__Text section__.
= = = =

What is the difference between logits and scores?

The documentation in the link above makes me believe that scores is just a “processed” version of logits. This begs the question: how exactly are these logits processed?

I took a sample of these scores myself, and they look no different in meaning to logits. They don’t look like probabilities since some of them are clearly negative or above 1.0.

tensor([[-7.5898, -5.9922, 18.5625,  ..., -8.4844, -4.7539, -4.6758]],
                             device='cuda:0'))

Can someone please explain to me what these scores really are?

The links documentation is just the data class. I think the method of processing would vary based on where this class is used. I would guess in many cases the logits would just be softmaxed into a probability distribution.

= = = =

__Dataset__.
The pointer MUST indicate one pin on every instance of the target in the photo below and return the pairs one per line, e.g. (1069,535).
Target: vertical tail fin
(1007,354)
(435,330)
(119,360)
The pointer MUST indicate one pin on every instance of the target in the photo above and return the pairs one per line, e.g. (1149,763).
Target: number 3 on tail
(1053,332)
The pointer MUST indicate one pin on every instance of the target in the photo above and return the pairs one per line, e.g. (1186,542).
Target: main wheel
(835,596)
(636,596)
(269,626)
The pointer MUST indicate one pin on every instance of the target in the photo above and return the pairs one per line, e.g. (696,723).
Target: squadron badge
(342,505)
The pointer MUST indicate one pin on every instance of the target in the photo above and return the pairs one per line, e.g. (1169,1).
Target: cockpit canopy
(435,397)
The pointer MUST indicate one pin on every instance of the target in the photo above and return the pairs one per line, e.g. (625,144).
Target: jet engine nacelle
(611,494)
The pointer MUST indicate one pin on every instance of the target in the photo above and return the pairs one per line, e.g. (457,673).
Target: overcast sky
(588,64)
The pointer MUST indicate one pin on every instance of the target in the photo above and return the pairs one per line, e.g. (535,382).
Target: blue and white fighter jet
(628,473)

= = = =

__Directive A__. Please reproduce the part of the logits-and-scores thread from "I took a sample" to "or above 1.0.".
__Directive B__. In the logits-and-scores thread, why does the original poster conclude that the sampled scores are not probabilities?

__Complete response A__.
I took a sample of these scores myself, and they look no different in meaning to logits. They don’t look like probabilities since some of them are clearly negative or above 1.0.

__Complete response B__. Some of the sampled values are clearly negative, and some are above 1.0. Probabilities can't take such values, so the poster concludes the scores look no different in meaning from logits.